Complete the following
**1)** Answer these from the discussion about garbage collection on referrers, one line each:
(a) Which manifest does Artifact Manifest G name as its subject?
(b) What does the distribution spec say about a referrer and the manifest it references?
(c) What option does the reply suggest adding?
**2)** List every layer that appears in the graph in the discussion about garbage collection on referrers.
**3)** Resume the discussion about garbage collection on referrers, starting right after its last sentence.

I just noticed that this PR does not consider the GC on referrers.

For example, consider the following graph:

graph TD;
  A[Manifest List A]
  B[Manifest B]
  C[Manifest C]
  D[Layer D]
  E[Layer E]
  F[Layer F]
  G[Artifact Manifest G]
  H[Layer H]
  A --> B
  A --> C
  B --> D
  B --> E
  C --> E
  C --> F
  G -- subject --> C
  G --> H

Deleting Manifest C should also delete G, H, F.

@Wwwsylvia What do you think?

Do we need to delete the referrer? According to the distribution spec, the referrer can exist without the existence of the referenced manifest.

Wwwsylvia commented 10 months ago

I just noticed that this PR does not consider the GC on referrers. For example, consider the following graph:

graph TD;
  A[Manifest List A]
  B[Manifest B]
  C[Manifest C]
  D[Layer D]
  E[Layer E]
  F[Layer F]
  G[Artifact Manifest G]
  H[Layer H]
  A --> B
  A --> C
  B --> D
  B --> E
  C --> E
  C --> F
  G -- subject --> C
  G --> H
  graph TD;

A[Manifest List A] B[Manifest B] C[Manifest C] D[Layer D] E[Layer E] F[Layer F] G[Artifact Manifest G] H[Layer H] A --> B A --> C B --> D B --> E C --> E C --> F G -- subject --> C G --> H

Deleting Manifest C should also delete G, H, F. @Wwwsylvia What do you think?

Do we need to delete the referrer? According to the distribution spec, the referrer can exist without the existence of the referenced manifest.

Referrers can exist without its subject. But when a user is deleting a manifest, they probably want to delete the referrers as well. I think we can have an option to control whether to delete referrers or not.

wangxiaoxuan273 commented 9 months ago

Hi!

I took another look at your contribution. While I do not have any comments on the code, as it perfectly does its jobs, I am wondering if I am not missing something.

Supplied data
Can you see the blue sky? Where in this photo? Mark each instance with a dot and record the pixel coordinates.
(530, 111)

Set of answers
**1)**
(a) Manifest C.
(b) The referrer can exist without the referenced manifest existing.
(c) An option to control whether to delete referrers or not.

**2)** Layer D, Layer E, Layer F, Layer H

**3)**
Indeed, in my use case, I want to delete the whole image, but testing with your code I still have some dangling blobs:

$ sudo ls /var/lib/ig/oci-store/blobs/sha256                   francis/rmi-upstream *%
225a8e697e260684d9451ccf8a622cd5548b0ae5fac6e13c416cd1d85247b7b7  b4be31f07444fb9be6dee8cd1349aab3c780d333b63406be10c5c14c1b39dd37
662ca58536d5a03864781eb42870f6712927981383f1dab1449d9adf80067313  c06a86dad7e582686b53bec9c729b92fc56c838b59cc11d0105c2c20f3158dcd
b0eff7f0ec2a27b8d71fe904cf373fa2002c6d669db54c25a9542cf2cb5f46d1  f61eef5ff800b2e4366c6d2e7311e95ce8dc3cff5c020a3a810429656fd93efb
$ sudo -E ./ig image remove execs                              francis/rmi-upstream *%
INFO[0000] Experimental features enabled                
Successfully removed execs
# Expected ls output is empty.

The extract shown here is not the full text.